=== Exercise input ===

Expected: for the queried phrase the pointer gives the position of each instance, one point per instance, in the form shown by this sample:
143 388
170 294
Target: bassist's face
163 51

===

Could you return the complete set of entries exactly?

Expected: for the queried phrase the pointer gives the position of each instance, one point per instance, in the form shown by this sample:
143 388
170 294
Target: bassist's face
163 51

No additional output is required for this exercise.